* **Datos a procesar**:
——
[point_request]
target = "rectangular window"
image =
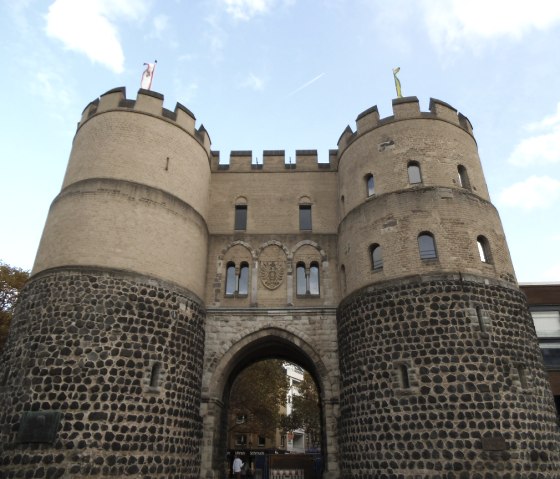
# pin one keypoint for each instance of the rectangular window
(304, 217)
(240, 217)
(547, 323)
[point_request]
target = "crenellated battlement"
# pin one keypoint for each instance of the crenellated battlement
(407, 108)
(147, 102)
(274, 161)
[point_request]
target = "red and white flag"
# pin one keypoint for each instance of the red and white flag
(148, 76)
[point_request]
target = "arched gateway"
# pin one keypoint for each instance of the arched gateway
(268, 339)
(163, 272)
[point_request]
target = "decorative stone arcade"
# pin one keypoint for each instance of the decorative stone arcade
(162, 272)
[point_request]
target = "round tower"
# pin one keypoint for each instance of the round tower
(113, 310)
(441, 371)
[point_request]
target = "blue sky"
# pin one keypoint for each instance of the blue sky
(289, 74)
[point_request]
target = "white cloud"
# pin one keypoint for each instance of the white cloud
(89, 27)
(306, 84)
(51, 87)
(161, 23)
(254, 82)
(247, 9)
(451, 23)
(534, 192)
(552, 273)
(544, 147)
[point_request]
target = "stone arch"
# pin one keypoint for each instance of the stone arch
(275, 243)
(235, 243)
(309, 243)
(264, 343)
(232, 360)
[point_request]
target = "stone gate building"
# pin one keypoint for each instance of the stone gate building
(162, 273)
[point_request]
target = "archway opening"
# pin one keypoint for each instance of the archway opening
(272, 372)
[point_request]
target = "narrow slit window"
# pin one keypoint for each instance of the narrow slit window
(481, 324)
(314, 279)
(305, 217)
(376, 257)
(301, 280)
(483, 249)
(414, 173)
(427, 246)
(370, 185)
(463, 177)
(240, 217)
(522, 376)
(230, 279)
(243, 279)
(404, 377)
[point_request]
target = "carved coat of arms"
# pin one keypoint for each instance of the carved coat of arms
(271, 273)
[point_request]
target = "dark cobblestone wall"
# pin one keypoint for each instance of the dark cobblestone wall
(121, 358)
(443, 378)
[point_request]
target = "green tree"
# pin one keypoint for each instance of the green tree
(257, 395)
(11, 281)
(306, 411)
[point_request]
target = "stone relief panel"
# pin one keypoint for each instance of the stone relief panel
(273, 275)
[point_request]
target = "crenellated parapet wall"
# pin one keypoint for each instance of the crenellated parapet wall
(407, 108)
(273, 161)
(150, 103)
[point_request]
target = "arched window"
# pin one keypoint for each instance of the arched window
(403, 376)
(414, 173)
(427, 246)
(301, 280)
(307, 280)
(376, 257)
(154, 375)
(237, 280)
(231, 279)
(314, 279)
(243, 279)
(483, 249)
(370, 186)
(305, 217)
(463, 177)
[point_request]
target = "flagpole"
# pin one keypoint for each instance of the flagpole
(397, 82)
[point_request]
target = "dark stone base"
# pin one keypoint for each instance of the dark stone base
(475, 402)
(120, 357)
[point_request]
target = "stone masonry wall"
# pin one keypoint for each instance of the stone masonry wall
(442, 377)
(120, 357)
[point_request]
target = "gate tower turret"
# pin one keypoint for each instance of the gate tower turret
(440, 366)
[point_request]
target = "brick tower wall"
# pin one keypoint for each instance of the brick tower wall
(441, 372)
(107, 342)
——
* **Objetivo del ejercicio**: Enumera, por favor, cada línea de los registros anteriores que contenga la palabra "brick", distinguiendo entre mayúsculas y minúsculas.

* **Tu respuesta**:
target = "brick tower wall"
# pin one keypoint for each instance of the brick tower wall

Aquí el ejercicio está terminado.